Aim of the task: Count the lines in the entries below that contain the string "hull", treating uppercase and lowercase as different. Give only the number.

Exercise inputs:
— start —

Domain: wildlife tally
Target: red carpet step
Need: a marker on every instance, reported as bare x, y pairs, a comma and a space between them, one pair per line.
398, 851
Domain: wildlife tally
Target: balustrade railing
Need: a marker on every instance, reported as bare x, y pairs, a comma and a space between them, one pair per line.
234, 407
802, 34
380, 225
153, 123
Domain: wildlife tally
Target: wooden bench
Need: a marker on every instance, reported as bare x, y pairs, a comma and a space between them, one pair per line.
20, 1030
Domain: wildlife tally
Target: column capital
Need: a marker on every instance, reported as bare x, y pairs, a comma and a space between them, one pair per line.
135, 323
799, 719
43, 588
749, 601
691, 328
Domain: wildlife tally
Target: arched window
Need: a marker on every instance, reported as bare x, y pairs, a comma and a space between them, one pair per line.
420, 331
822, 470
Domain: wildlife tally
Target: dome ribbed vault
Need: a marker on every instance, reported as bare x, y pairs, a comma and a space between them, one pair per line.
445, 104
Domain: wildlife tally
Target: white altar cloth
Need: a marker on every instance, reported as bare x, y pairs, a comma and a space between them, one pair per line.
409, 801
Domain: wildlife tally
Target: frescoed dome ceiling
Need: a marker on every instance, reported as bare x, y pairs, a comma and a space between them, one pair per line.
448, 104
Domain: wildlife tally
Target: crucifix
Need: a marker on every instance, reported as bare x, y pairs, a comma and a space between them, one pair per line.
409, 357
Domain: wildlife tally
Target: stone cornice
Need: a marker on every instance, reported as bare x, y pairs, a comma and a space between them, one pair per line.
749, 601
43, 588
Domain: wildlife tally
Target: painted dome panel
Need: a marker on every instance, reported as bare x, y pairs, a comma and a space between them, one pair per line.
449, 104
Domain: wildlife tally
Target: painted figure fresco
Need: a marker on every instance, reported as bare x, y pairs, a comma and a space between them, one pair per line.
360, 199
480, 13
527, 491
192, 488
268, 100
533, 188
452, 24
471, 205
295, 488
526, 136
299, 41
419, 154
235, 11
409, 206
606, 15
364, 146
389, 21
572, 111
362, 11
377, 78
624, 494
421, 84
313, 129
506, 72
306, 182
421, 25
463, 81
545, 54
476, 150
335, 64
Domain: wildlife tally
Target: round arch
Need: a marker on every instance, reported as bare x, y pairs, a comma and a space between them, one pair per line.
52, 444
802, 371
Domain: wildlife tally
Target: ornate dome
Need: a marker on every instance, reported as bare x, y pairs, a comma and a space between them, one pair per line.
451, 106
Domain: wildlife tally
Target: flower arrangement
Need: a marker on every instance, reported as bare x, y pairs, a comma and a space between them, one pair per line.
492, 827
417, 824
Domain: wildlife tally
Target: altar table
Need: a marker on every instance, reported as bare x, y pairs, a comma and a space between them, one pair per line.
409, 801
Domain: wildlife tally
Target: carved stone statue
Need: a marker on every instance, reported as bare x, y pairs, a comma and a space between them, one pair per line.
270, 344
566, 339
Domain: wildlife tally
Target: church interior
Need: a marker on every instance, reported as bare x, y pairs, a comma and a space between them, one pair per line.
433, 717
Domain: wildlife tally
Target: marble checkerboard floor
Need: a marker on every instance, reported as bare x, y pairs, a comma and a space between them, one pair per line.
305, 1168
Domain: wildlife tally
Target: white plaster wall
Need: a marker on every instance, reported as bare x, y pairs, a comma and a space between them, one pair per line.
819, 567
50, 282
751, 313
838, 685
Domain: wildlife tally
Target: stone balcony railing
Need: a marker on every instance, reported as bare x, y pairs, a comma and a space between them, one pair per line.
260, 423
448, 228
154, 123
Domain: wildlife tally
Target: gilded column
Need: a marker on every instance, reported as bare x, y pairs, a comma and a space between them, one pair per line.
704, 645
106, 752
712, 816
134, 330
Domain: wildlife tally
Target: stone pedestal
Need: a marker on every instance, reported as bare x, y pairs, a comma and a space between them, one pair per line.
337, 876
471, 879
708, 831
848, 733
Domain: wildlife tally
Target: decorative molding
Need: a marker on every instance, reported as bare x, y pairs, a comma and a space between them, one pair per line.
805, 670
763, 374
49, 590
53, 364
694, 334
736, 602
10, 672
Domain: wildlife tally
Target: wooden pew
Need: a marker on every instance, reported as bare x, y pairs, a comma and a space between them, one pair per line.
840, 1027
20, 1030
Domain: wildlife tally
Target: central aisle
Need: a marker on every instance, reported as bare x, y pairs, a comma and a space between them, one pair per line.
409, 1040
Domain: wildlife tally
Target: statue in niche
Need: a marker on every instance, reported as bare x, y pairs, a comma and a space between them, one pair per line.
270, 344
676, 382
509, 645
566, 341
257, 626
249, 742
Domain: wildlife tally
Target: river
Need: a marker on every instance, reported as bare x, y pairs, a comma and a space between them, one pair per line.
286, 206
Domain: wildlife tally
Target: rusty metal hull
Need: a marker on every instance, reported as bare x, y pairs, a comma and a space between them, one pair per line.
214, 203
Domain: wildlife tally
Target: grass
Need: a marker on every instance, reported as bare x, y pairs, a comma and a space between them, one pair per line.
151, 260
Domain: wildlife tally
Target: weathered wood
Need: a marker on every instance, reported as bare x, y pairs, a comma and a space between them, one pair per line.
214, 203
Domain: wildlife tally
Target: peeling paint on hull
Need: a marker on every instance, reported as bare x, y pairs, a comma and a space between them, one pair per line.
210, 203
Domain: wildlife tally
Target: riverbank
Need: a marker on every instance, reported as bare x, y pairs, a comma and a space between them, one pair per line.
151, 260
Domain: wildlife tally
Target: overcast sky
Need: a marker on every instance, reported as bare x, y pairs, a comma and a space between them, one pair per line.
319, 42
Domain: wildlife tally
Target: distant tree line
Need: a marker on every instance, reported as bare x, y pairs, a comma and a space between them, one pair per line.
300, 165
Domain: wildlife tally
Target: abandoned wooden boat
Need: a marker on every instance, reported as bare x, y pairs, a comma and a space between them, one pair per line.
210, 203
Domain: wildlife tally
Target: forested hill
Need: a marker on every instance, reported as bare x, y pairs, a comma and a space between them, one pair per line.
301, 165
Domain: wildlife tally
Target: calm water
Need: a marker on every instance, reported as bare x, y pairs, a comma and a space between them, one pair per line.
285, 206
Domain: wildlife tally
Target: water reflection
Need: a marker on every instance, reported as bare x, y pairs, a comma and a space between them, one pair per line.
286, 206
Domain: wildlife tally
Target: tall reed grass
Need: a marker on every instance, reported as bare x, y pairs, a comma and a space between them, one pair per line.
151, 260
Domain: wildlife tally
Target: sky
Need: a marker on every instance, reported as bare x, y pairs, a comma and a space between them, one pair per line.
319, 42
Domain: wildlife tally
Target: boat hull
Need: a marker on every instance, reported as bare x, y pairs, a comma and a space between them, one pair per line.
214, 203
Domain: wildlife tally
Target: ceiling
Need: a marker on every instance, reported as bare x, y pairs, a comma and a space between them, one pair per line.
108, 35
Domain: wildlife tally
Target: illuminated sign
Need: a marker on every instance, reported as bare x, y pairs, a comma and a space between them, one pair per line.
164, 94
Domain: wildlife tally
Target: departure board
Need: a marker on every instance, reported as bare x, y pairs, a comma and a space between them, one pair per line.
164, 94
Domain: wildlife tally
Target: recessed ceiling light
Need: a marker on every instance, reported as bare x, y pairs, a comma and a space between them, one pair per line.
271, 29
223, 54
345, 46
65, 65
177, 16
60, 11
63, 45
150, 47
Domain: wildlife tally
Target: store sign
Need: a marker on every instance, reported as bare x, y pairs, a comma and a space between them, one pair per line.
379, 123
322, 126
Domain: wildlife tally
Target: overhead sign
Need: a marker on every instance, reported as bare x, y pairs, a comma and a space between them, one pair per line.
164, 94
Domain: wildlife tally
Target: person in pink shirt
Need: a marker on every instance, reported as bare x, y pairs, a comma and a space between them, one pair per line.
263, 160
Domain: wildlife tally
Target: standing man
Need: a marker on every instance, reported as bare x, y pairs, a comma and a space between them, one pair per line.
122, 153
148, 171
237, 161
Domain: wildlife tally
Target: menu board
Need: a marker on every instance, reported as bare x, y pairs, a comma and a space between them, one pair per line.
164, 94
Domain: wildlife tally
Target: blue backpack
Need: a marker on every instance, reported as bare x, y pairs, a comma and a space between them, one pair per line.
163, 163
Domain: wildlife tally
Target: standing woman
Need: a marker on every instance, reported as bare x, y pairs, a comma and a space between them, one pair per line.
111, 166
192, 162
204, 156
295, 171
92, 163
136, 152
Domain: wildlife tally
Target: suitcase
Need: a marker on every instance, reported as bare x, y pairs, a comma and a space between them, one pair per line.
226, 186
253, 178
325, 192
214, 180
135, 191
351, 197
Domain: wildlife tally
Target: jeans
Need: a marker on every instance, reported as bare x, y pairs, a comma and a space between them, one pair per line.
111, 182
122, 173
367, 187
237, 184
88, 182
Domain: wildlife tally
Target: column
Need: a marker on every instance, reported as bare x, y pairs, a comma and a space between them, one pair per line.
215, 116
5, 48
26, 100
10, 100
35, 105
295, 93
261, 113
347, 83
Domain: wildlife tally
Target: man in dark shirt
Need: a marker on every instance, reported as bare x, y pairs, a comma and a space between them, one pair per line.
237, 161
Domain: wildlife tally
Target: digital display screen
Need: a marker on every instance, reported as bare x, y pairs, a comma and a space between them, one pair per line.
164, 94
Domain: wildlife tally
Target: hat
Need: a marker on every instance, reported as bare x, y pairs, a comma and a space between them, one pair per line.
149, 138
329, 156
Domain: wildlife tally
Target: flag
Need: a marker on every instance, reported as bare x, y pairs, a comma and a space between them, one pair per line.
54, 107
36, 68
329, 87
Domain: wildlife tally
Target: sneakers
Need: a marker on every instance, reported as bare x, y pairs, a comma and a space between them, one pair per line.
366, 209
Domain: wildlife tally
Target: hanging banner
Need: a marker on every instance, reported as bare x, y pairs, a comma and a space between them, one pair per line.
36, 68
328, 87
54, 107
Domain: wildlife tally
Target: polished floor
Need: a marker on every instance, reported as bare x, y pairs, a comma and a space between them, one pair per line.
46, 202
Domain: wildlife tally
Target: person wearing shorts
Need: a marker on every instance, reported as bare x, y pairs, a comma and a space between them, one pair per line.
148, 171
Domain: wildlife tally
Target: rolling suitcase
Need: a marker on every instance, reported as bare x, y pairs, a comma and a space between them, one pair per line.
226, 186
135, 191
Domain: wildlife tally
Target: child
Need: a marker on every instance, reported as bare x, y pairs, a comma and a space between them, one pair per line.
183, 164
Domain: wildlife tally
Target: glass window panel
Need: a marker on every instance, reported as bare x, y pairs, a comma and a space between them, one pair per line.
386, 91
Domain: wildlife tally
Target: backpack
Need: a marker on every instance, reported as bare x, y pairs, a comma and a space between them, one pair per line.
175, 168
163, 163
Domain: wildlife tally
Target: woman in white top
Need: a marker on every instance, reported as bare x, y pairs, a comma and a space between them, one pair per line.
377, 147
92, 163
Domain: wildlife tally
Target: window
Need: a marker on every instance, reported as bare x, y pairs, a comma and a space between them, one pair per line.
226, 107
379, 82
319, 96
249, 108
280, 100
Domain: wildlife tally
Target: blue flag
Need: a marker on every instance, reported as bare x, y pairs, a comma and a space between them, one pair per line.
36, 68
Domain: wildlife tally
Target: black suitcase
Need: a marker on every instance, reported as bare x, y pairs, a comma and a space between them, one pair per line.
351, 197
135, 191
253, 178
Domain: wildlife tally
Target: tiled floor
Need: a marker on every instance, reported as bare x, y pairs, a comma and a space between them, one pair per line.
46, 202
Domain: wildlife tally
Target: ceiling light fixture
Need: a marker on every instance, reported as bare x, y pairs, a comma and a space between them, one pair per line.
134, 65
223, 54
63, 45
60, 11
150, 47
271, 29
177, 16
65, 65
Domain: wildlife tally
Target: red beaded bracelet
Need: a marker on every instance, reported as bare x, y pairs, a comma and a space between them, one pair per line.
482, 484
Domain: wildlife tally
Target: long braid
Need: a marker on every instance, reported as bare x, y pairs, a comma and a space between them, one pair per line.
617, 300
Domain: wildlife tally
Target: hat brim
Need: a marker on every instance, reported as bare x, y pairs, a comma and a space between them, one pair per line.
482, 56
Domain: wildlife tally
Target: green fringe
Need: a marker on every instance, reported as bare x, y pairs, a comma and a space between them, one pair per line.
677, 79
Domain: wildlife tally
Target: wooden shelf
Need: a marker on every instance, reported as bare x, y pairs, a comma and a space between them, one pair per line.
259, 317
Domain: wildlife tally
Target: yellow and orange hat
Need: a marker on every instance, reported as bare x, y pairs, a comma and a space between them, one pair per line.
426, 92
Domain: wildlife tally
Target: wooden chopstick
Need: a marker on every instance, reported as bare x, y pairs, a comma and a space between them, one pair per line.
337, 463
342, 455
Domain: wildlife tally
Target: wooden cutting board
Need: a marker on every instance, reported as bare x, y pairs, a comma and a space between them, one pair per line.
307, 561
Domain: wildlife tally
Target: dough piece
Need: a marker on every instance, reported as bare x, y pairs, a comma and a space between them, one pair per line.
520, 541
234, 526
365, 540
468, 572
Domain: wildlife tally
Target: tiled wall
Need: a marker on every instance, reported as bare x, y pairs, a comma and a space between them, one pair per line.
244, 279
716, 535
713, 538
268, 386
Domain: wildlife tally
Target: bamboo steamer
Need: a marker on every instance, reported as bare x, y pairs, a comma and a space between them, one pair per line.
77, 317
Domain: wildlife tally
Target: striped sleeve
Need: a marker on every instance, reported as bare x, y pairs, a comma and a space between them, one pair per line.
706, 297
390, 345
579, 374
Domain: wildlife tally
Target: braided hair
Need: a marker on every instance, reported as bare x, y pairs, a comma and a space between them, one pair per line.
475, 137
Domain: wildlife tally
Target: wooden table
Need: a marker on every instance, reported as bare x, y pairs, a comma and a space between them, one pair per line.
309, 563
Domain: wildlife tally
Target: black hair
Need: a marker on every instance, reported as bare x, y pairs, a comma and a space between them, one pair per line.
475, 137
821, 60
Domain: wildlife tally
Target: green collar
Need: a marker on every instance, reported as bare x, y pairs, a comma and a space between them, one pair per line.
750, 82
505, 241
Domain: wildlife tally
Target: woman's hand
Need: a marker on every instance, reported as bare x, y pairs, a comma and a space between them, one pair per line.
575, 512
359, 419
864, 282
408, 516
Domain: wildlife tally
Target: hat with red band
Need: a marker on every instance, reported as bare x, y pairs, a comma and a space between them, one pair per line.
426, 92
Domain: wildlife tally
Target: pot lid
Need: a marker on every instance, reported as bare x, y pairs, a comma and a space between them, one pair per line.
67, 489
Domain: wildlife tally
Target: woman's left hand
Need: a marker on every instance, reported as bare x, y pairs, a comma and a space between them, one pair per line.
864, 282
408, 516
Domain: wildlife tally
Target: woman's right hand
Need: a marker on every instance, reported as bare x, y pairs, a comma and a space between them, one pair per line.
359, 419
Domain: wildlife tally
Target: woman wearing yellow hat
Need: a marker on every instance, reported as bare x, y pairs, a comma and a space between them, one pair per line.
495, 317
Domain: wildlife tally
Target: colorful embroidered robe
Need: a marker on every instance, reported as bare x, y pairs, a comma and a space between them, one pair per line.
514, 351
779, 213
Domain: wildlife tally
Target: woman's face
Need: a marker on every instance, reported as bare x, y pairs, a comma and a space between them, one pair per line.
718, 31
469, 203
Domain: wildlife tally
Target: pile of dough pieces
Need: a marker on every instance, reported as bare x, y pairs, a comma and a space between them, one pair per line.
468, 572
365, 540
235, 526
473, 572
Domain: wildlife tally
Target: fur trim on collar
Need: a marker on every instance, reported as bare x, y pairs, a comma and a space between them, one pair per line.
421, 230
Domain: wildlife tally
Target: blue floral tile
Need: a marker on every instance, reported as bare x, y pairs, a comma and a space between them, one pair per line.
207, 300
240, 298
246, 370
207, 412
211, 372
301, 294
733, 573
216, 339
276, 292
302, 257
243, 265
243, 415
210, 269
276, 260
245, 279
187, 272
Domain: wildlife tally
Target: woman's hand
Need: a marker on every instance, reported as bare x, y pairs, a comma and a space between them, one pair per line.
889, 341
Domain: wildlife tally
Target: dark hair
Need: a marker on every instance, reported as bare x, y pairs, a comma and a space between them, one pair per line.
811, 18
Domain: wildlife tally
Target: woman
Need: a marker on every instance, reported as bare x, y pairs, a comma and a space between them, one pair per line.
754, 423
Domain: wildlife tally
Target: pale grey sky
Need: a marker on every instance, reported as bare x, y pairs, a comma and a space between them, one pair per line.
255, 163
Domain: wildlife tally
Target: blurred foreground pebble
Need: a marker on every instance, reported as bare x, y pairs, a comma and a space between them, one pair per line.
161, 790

— end —

Problem solution: 3